AIM OF THE TASK =
Rewrite the rows below as a numbered list, skipping any blank lines. Leave the pictures out of your answer.

[Rows from a dataset]

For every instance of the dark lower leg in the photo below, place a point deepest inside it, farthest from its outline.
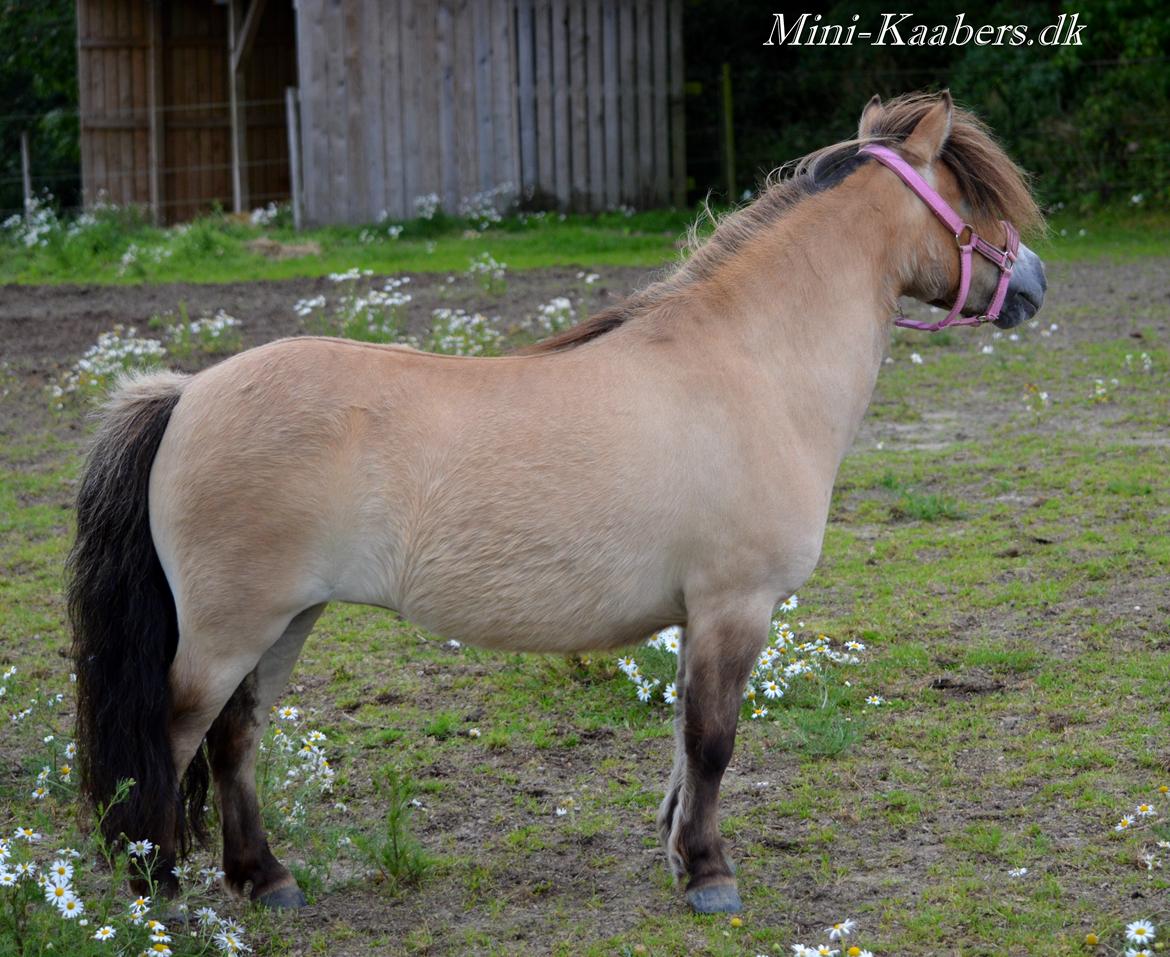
(718, 660)
(232, 743)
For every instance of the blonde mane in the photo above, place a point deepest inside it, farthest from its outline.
(995, 186)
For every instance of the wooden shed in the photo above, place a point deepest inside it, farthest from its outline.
(568, 103)
(156, 98)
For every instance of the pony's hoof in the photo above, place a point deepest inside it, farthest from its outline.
(715, 899)
(288, 897)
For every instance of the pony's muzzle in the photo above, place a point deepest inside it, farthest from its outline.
(1025, 291)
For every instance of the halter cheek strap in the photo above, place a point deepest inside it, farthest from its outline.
(1004, 259)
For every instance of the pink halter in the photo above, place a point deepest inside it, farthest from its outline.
(1004, 259)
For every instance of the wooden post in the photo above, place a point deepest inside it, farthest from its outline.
(728, 135)
(26, 174)
(153, 104)
(236, 95)
(294, 131)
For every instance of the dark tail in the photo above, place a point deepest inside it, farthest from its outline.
(125, 628)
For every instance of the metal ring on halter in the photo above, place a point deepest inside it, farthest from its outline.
(1004, 259)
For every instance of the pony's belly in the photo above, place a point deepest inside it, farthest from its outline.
(501, 607)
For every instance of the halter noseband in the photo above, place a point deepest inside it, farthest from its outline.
(1003, 259)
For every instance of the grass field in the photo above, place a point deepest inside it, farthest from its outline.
(116, 248)
(998, 541)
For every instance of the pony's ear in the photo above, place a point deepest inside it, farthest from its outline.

COMPLETE ANSWER =
1. For every instance of the dark lower leg in the photo below, place a point deepest inside it, farthest from its outline.
2. (718, 660)
3. (232, 743)
4. For every instance of the blonde mane in the photo above, place a point deepest inside it, farthest from its outline.
5. (995, 186)
6. For every instance of the wooden shed in the photo above, place a point deepest inside it, farthest from its outline.
7. (568, 103)
8. (156, 98)
9. For every instance of the pony's hoof in the photo above, place a point deepest inside it, farthest from its outline.
10. (715, 899)
11. (288, 897)
12. For every instance of the pony's muzzle in the photo above, place a point deepest inside it, farthest from its outline.
13. (1025, 291)
14. For every instance of the halter cheek strap in the photo above, place a point deepest inside it, farthest from its outline.
15. (1004, 259)
16. For every instance of the pink halter in the photo above, place a point deepest inside it, farthest from its outline.
17. (1004, 259)
18. For every instance of the wooden post in the photo above, place a point deepest inside it, farthest from its outline.
19. (728, 135)
20. (26, 174)
21. (153, 104)
22. (236, 95)
23. (294, 131)
24. For every instance of the dark tail in the photo above, place a point deepest inside it, farthest from its outline.
25. (125, 628)
26. For every instance of the metal ring on halter in the photo above, place a point deepest inside it, farthest from its outline.
27. (1004, 259)
28. For every instance of the pony's belly in the photo above, place a point deepest inside it, farthest from its outline.
29. (501, 607)
30. For every instance of the halter noseband in the photo above, place a point deepest inside it, farthest from its outline.
31. (1003, 259)
32. For every instance of the grass field in the photo above, place a point deepest inside it, farthest from its outline.
33. (116, 248)
34. (998, 541)
35. For every instance of the pony's ear in the photo above, place a point deepest inside it, farthest from its outline.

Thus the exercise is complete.